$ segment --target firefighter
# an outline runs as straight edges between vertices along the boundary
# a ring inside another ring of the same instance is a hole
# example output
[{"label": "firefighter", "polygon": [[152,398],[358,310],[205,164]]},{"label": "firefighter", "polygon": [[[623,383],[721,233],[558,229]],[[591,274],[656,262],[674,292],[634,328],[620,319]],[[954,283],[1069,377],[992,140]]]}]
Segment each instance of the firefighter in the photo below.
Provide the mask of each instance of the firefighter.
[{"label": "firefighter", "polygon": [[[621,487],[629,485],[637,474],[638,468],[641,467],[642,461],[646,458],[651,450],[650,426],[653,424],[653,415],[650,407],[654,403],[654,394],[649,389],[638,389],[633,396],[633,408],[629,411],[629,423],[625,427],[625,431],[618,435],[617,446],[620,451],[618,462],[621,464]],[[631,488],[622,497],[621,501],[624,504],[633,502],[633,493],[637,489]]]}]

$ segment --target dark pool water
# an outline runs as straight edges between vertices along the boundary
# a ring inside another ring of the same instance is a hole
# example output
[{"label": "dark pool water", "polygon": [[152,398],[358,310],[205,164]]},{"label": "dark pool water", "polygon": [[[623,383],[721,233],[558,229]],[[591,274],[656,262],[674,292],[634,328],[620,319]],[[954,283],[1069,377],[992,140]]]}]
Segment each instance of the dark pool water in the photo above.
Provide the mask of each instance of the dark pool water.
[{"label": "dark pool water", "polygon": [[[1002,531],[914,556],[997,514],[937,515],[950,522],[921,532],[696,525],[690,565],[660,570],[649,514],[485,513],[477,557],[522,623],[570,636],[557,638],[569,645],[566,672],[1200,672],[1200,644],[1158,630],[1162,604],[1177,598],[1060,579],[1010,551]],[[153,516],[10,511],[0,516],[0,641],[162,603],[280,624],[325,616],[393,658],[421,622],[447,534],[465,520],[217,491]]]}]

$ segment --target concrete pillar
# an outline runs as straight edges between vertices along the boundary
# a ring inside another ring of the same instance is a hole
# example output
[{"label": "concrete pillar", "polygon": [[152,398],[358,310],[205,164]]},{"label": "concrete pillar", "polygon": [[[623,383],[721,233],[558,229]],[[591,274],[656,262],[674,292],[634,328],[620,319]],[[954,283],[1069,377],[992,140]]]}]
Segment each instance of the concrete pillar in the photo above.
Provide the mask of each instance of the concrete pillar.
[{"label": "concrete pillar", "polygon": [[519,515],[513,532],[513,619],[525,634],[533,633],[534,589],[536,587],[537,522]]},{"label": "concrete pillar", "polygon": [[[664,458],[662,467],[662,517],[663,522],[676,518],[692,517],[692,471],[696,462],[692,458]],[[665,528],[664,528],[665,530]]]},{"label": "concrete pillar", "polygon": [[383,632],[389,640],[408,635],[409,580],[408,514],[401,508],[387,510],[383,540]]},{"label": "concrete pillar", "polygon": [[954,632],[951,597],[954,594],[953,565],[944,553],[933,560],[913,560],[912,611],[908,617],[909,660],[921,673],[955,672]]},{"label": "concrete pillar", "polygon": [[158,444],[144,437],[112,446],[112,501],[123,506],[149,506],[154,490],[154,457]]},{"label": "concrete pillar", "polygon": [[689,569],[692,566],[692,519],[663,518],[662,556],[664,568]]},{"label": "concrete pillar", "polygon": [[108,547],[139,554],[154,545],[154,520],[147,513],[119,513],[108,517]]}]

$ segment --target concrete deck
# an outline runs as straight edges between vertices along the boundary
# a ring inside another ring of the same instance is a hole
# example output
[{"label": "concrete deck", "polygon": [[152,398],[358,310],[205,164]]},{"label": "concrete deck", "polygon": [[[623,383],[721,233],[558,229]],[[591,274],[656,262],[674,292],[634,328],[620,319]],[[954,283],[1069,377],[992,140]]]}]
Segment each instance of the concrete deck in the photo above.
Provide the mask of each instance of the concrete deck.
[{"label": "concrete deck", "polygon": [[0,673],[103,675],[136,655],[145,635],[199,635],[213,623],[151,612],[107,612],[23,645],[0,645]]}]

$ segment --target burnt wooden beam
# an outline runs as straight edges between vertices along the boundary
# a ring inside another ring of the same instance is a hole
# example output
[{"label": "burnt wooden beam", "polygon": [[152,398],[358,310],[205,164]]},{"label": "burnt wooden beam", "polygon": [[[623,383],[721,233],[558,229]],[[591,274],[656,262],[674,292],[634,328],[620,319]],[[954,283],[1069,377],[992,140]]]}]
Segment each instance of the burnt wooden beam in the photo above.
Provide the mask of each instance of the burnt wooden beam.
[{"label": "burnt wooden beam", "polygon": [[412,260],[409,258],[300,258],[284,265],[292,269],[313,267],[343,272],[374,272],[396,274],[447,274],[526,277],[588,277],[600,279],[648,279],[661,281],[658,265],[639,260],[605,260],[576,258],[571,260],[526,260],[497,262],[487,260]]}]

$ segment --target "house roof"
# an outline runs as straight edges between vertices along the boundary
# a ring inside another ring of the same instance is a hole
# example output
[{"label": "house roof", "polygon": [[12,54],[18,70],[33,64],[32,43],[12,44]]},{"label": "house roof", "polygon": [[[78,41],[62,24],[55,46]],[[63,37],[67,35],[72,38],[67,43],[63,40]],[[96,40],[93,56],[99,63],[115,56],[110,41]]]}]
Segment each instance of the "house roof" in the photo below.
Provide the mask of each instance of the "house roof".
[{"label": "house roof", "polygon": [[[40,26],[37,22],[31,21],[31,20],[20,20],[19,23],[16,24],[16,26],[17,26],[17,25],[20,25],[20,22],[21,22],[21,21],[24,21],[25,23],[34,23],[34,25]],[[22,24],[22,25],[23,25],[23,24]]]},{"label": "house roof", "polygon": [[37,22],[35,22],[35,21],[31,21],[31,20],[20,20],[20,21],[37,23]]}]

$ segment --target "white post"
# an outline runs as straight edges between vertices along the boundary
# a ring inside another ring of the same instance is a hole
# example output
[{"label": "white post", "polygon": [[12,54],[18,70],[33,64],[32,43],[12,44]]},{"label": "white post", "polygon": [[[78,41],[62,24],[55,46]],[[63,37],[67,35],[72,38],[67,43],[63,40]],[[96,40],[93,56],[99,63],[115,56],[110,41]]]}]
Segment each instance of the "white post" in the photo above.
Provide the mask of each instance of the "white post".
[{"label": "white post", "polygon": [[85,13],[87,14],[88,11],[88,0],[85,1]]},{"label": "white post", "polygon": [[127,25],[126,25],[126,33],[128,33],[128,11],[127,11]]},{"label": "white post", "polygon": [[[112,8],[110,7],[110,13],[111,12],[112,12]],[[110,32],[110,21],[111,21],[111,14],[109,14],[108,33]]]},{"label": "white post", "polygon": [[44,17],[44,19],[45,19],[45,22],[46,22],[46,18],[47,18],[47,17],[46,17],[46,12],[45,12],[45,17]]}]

### Your objective
Would you retype the records above without changing a word?

### Solution to this task
$ segment --target firefighter
# an outline runs as straight edges between vertices along the boundary
# a ring inside another ring of the same instance is a hole
# example output
[{"label": "firefighter", "polygon": [[152,398],[358,310],[205,164]]},{"label": "firefighter", "polygon": [[[623,383],[721,233],[558,229]],[[591,274],[656,262],[674,292],[634,328],[620,319]],[[954,283],[1069,377],[992,140]]]}]
Segment each instance of the firefighter in the photo below.
Provide the mask of each instance of the firefighter.
[{"label": "firefighter", "polygon": [[[621,487],[629,485],[637,474],[638,468],[641,467],[642,461],[646,458],[651,450],[650,426],[653,424],[653,415],[650,407],[654,403],[654,394],[649,389],[638,389],[633,396],[633,408],[629,411],[629,423],[625,427],[625,431],[618,435],[617,446],[620,451],[618,462],[621,464]],[[631,488],[622,497],[621,501],[624,504],[633,502],[633,493],[637,489]]]}]

$ segment --target dark pool water
# an outline runs as straight edges between vertices along the boundary
# a ring inside another ring of the same instance is a hole
# example output
[{"label": "dark pool water", "polygon": [[152,398],[358,310],[205,164]]},{"label": "dark pool water", "polygon": [[[623,383],[721,233],[558,229]],[[591,274],[656,262],[674,292],[634,328],[620,319]],[[954,283],[1069,377],[992,140]]]}]
Segment each instance of the dark pool water in the photo above.
Provide the mask of each instance of the dark pool water.
[{"label": "dark pool water", "polygon": [[[1002,531],[914,556],[997,514],[937,515],[950,522],[921,532],[696,525],[690,565],[660,570],[649,514],[485,513],[477,557],[522,623],[570,636],[557,638],[569,645],[566,672],[1200,672],[1200,644],[1158,630],[1162,604],[1177,598],[1060,579],[1010,551]],[[153,516],[10,511],[0,516],[0,641],[162,603],[280,624],[325,616],[393,658],[421,622],[447,534],[465,520],[217,491]]]}]

$ segment --target concrete pillar
# an outline runs as straight edges between vertices along the boundary
# a ring inside another ring of the same instance is a hole
# example output
[{"label": "concrete pillar", "polygon": [[152,398],[358,310],[205,164]]},{"label": "concrete pillar", "polygon": [[[623,383],[721,233],[558,229]],[[591,274],[656,262],[674,292],[634,328],[620,319]],[[954,283],[1069,377],[992,140]]]}]
Segment each instance of the concrete pillar in the photo above.
Provide the mask of each instance of the concrete pillar.
[{"label": "concrete pillar", "polygon": [[519,515],[513,532],[513,619],[525,634],[533,633],[534,589],[536,587],[537,522]]},{"label": "concrete pillar", "polygon": [[[664,458],[662,467],[662,517],[663,522],[676,518],[692,517],[692,471],[696,462],[692,458]],[[665,528],[664,528],[665,530]]]},{"label": "concrete pillar", "polygon": [[383,632],[389,640],[408,635],[409,580],[408,514],[401,508],[387,510],[383,540]]},{"label": "concrete pillar", "polygon": [[954,632],[951,597],[954,594],[953,565],[944,553],[933,560],[913,560],[912,611],[908,617],[909,660],[921,673],[955,672]]},{"label": "concrete pillar", "polygon": [[158,444],[144,437],[112,446],[112,501],[123,506],[149,506],[154,490],[154,457]]},{"label": "concrete pillar", "polygon": [[689,569],[692,566],[692,519],[663,518],[662,556],[664,568]]},{"label": "concrete pillar", "polygon": [[108,547],[139,554],[154,545],[154,520],[147,513],[119,513],[108,517]]}]

$ segment --target concrete deck
# an outline runs as straight edges between vertices along the boundary
# a ring inside another ring of the same instance is a hole
# example output
[{"label": "concrete deck", "polygon": [[152,398],[358,310],[205,164]]},{"label": "concrete deck", "polygon": [[[623,383],[721,233],[558,229]],[[591,274],[656,262],[674,292],[634,328],[620,319]],[[954,283],[1069,377],[992,140]]]}]
Segment each instance of the concrete deck in the photo above.
Provide the mask of each instance of the concrete deck.
[{"label": "concrete deck", "polygon": [[0,673],[103,675],[136,655],[145,635],[199,635],[213,623],[151,612],[107,612],[23,645],[0,645]]}]

$ segment --target burnt wooden beam
# an outline runs as straight edges between vertices along the boundary
# a ring inside another ring of the same instance is a hole
# example output
[{"label": "burnt wooden beam", "polygon": [[152,398],[358,310],[205,164]]},{"label": "burnt wooden beam", "polygon": [[[623,383],[721,233],[558,229]],[[591,274],[656,262],[674,292],[634,328],[620,319]],[[954,283],[1069,377],[992,140]]]}]
Segment each instance of the burnt wooden beam in the photo above.
Provide the mask of each instance of the burnt wooden beam.
[{"label": "burnt wooden beam", "polygon": [[412,260],[409,258],[300,258],[284,265],[292,269],[313,267],[343,272],[374,272],[396,274],[447,274],[526,277],[588,277],[600,279],[648,279],[661,281],[658,265],[639,260],[605,260],[576,258],[571,260],[526,260],[497,262],[487,260]]}]

$ segment --target "house roof"
# an outline runs as straight edges between vertices along the boundary
# a ring inside another ring of the same instance is a hole
# example output
[{"label": "house roof", "polygon": [[12,54],[18,70],[33,64],[32,43],[12,44]]},{"label": "house roof", "polygon": [[[78,41],[62,24],[55,46]],[[63,37],[67,35],[72,38],[67,43],[63,40]],[[96,40],[93,56],[99,63],[115,56],[110,41]]]}]
Segment each instance of the "house roof" in the photo below.
Provide the mask of each instance of the "house roof".
[{"label": "house roof", "polygon": [[[40,26],[37,22],[31,21],[31,20],[20,20],[19,23],[16,24],[16,26],[17,26],[17,25],[20,25],[20,22],[21,22],[21,21],[24,21],[25,23],[34,23],[34,25]],[[22,24],[22,25],[23,25],[23,24]]]},{"label": "house roof", "polygon": [[37,22],[35,22],[35,21],[31,21],[31,20],[20,20],[20,21],[37,23]]}]

$ segment --target "white post"
# an outline runs as straight edges between vertices along the boundary
# a ring inside another ring of the same instance is a hole
# example output
[{"label": "white post", "polygon": [[12,54],[18,70],[33,64],[32,43],[12,44]]},{"label": "white post", "polygon": [[[78,41],[62,24],[55,46]],[[63,37],[67,35],[72,38],[67,43],[63,40]],[[96,40],[93,56],[99,63],[115,56],[110,41]]]}]
Segment each instance of the "white post" in the photo above.
Provide the mask of each instance of the "white post".
[{"label": "white post", "polygon": [[85,13],[87,14],[88,11],[88,0],[85,1]]},{"label": "white post", "polygon": [[127,25],[126,25],[126,33],[128,33],[128,11],[127,11]]},{"label": "white post", "polygon": [[[112,8],[110,7],[110,13],[111,12],[112,12]],[[110,32],[110,21],[111,21],[111,14],[109,14],[108,33]]]},{"label": "white post", "polygon": [[44,17],[44,19],[45,19],[45,22],[46,22],[46,18],[47,18],[47,17],[46,17],[46,12],[45,12],[45,17]]}]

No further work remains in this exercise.